#### 原文

二叉树前序:遍历顺序为,根节点、左子树、右子树;中序:遍历顺序为,左子树、根节点、右子树;后序:遍历顺序为,左子树、右子树、根节点
可以发现,二叉树前序中的第一个节点为树的根节点root,然后找出root在中序里面的位置,就可以把前序和中序分别划分为左、右子树两个部分,然后递归调用即可。
举个例子,前序 5 3 2 4 8 6 10 中序 2 3 4 5 6 8 10
首先,5肯定是二叉树的根节点,然后5在中序里面的位置是3号(从0开始),此位置前面的是左子树中的节点,右面的是右子树的节点,即5 || 3 2 4 || 8 2 6 , 2 3 4 || 5 || 6 8 10,对红色的左子树序列、蓝色的右子树序列继续上述过程,直至结束。
//二叉树 前序和中序得到后序
#include <iostream>
using namespace std;
typedef struct node
{
char key;
struct node *left;
struct node *right;
}treeNode;
char pre_order[100];
char mid_order[100];
treeNode* construct_post_order(int pre_l, int pre_r, int mid_l, int mid_r)
{
if (pre_r - pre_l < 0)
{
return NULL;
}
treeNode *root;
root = new treeNode;
root->key = pre_order[pre_l];
if (pre_r == pre_l)
{
root->left = NULL;
root->right = NULL;
return root;
}
int index;
for (index = mid_l; index <= mid_r; index++)
{
if (mid_order[index] == pre_order[pre_l])
break;
}
root->left = construct_post_order(pre_l+1, pre_l+(index-mid_l), mid_l, index-1);
root->right = construct_post_order(pre_l+(index-mid_l)+1, pre_r, index+1, mid_r);
return root;
}
void post_Order(treeNode *root)
{
if(root != NULL)
{
post_Order(root->left);
post_Order(root->right);
cout<<(root->key);
}
}
int main()
{
int n;
cout<<"输入序列的长度\n";
cin>>n;
cout<<"输入二叉树前序\n";
for (int i = 0; i < n; i++)
cin>>pre_order[i];
cout<<"输入二叉树中序\n";
for (int i = 0; i < n; i++)
cin>>mid_order[i];
treeNode *root = construct_post_order(0, n-1, 0, n-1);
cout<<"二叉树的后序为\n";
post_Order(root);
printf("\n");
return 0;
}

########

待完成任务: 把原文中从“举个例子,前序 5 3”开始、到“mid_l, int mid_r)”结束的这段文字逐字重新录入。 后面的条目用不到,可以不看。

#### 资料

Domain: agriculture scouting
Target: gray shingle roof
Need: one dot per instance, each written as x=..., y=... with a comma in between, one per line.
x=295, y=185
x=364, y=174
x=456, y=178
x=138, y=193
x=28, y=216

########

解答:
举个例子,前序 5 3 2 4 8 6 10 中序 2 3 4 5 6 8 10
首先,5肯定是二叉树的根节点,然后5在中序里面的位置是3号(从0开始),此位置前面的是左子树中的节点,右面的是右子树的节点,即5 || 3 2 4 || 8 2 6 , 2 3 4 || 5 || 6 8 10,对红色的左子树序列、蓝色的右子树序列继续上述过程,直至结束。
//二叉树 前序和中序得到后序
#include <iostream>
using namespace std;
typedef struct node
{
char key;
struct node *left;
struct node *right;
}treeNode;
char pre_order[100];
char mid_order[100];
treeNode* construct_post_order(int pre_l, int pre_r, int mid_l, int mid_r)